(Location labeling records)
###
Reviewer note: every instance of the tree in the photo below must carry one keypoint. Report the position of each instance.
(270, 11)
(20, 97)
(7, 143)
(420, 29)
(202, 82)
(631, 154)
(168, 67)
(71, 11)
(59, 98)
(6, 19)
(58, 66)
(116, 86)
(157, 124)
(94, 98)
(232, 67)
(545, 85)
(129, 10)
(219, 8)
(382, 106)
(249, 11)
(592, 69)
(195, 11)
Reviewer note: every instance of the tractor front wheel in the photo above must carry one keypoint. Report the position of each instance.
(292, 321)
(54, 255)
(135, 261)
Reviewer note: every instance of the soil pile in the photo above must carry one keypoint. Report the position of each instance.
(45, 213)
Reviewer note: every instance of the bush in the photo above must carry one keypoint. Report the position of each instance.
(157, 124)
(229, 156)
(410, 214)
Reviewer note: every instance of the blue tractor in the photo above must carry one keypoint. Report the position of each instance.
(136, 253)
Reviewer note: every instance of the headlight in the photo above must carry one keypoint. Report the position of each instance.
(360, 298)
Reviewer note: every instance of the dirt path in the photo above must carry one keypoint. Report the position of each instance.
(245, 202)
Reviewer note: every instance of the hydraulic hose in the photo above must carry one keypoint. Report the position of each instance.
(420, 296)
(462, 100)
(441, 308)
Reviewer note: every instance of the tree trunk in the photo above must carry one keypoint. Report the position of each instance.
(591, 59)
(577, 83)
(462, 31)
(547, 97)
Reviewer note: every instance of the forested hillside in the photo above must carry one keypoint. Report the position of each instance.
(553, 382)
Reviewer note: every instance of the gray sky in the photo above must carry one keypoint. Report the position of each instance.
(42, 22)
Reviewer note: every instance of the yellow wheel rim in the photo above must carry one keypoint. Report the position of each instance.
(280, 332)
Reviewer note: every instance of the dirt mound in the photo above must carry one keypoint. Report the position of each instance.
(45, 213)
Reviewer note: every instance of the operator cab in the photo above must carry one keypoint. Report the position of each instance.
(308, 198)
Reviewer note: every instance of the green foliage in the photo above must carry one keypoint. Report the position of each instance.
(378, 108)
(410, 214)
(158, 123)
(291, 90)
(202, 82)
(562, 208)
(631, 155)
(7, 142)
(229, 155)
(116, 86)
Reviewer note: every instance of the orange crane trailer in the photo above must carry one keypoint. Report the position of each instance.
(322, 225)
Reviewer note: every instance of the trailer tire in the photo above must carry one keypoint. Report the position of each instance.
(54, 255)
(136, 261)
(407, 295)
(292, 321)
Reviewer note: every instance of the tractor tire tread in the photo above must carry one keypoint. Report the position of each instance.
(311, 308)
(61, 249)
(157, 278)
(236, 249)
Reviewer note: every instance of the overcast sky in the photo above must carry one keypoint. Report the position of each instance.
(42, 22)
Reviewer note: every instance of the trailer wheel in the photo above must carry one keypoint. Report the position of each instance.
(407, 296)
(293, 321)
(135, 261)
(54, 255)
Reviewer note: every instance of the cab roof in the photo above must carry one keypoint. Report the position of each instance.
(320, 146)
###
**Requirement**
Render every line of the material above as a Markdown table with the columns "No." and "Entry", numbering the rows in order and omitting blank lines.

**Written solution**
| No. | Entry |
|---|---|
| 1 | Reviewer note: every instance of the tree in the photo below must carry one keypoint. Report the position of each instance. |
| 2 | (270, 11) |
| 3 | (20, 97) |
| 4 | (7, 143) |
| 5 | (420, 29) |
| 6 | (202, 82) |
| 7 | (631, 154) |
| 8 | (168, 67) |
| 9 | (71, 11) |
| 10 | (59, 98) |
| 11 | (6, 19) |
| 12 | (58, 66) |
| 13 | (116, 86) |
| 14 | (157, 124) |
| 15 | (94, 98) |
| 16 | (232, 67) |
| 17 | (545, 85) |
| 18 | (129, 10) |
| 19 | (219, 8) |
| 20 | (382, 106) |
| 21 | (249, 11) |
| 22 | (592, 69) |
| 23 | (195, 11) |
| 24 | Reviewer note: every instance of the tractor front wheel in the photo above must carry one keypoint. Report the position of each instance. |
| 25 | (292, 321) |
| 26 | (54, 255) |
| 27 | (135, 261) |
| 28 | Reviewer note: every instance of the soil pile in the photo above must carry one keypoint. Report the position of each instance. |
| 29 | (45, 213) |
| 30 | Reviewer note: every instance of the bush in the photo above must carry one keypoint. Report the position of each instance. |
| 31 | (157, 124) |
| 32 | (229, 156) |
| 33 | (410, 214) |
| 34 | Reviewer note: every instance of the blue tractor in the photo above must carry one keypoint. Report the position of each instance. |
| 35 | (136, 253) |
| 36 | Reviewer note: every instance of the headlight in the photo above must carry one keypoint. Report the position of each instance. |
| 37 | (360, 298) |
| 38 | Reviewer note: every instance of the dirt path in the photo above must carry one keypoint. Report the position of each instance. |
| 39 | (245, 202) |
| 40 | Reviewer note: every instance of the hydraulic hose in the photo above must carry one keypoint. Report the position of each instance. |
| 41 | (420, 296) |
| 42 | (462, 100) |
| 43 | (441, 308) |
| 44 | Reviewer note: every instance of the tree trunk in the photo above must carry one keypoint. Report the position of each instance. |
| 45 | (591, 59) |
| 46 | (577, 83) |
| 47 | (462, 31) |
| 48 | (547, 97) |
| 49 | Reviewer note: every instance of the forested hillside in the photo above must carry one keypoint. Report the position of each instance. |
| 50 | (553, 382) |
| 51 | Reviewer note: every instance of the gray sky in the photo above must carry one keypoint. Report the position of each instance. |
| 52 | (42, 22) |
| 53 | Reviewer note: every instance of the yellow wheel rim in the photo above must carry one keypoint. Report the position of each instance. |
| 54 | (280, 332) |
| 55 | Reviewer note: every instance of the dirt mound in the photo above must carry one keypoint. Report the position of each instance. |
| 56 | (45, 213) |
| 57 | Reviewer note: every instance of the operator cab in the photo above must carry one keypoint. Report the position of each instance. |
| 58 | (308, 198) |
| 59 | Reviewer note: every instance of the green foliage in the photo above must carry one keypoint. Report the position of each instance. |
| 60 | (378, 108) |
| 61 | (410, 214) |
| 62 | (158, 123) |
| 63 | (291, 90) |
| 64 | (202, 82) |
| 65 | (562, 208) |
| 66 | (631, 155) |
| 67 | (7, 142) |
| 68 | (229, 155) |
| 69 | (116, 86) |
| 70 | Reviewer note: every instance of the orange crane trailer in the photo above must carry one keypoint. Report the position of each instance. |
| 71 | (322, 225) |
| 72 | Reviewer note: every instance of the trailer tire in the photo above must carry one keypoint. Report the position of each instance. |
| 73 | (54, 255) |
| 74 | (136, 261) |
| 75 | (407, 295) |
| 76 | (292, 321) |
| 77 | Reviewer note: every instance of the tractor tire tread in the photo above must carry one keypoint. Report the position of each instance. |
| 78 | (311, 308) |
| 79 | (61, 249) |
| 80 | (157, 278) |
| 81 | (236, 249) |
| 82 | Reviewer note: every instance of the overcast sky in the photo above must carry one keypoint. Report the position of each instance. |
| 83 | (42, 22) |
| 84 | Reviewer note: every instance of the trailer wheel in the photo above must carry one keypoint. Report the position of each instance. |
| 85 | (407, 296) |
| 86 | (293, 321) |
| 87 | (135, 261) |
| 88 | (54, 255) |
| 89 | Reviewer note: every instance of the cab roof in the photo above must carry one keypoint. Report the position of each instance. |
| 90 | (320, 146) |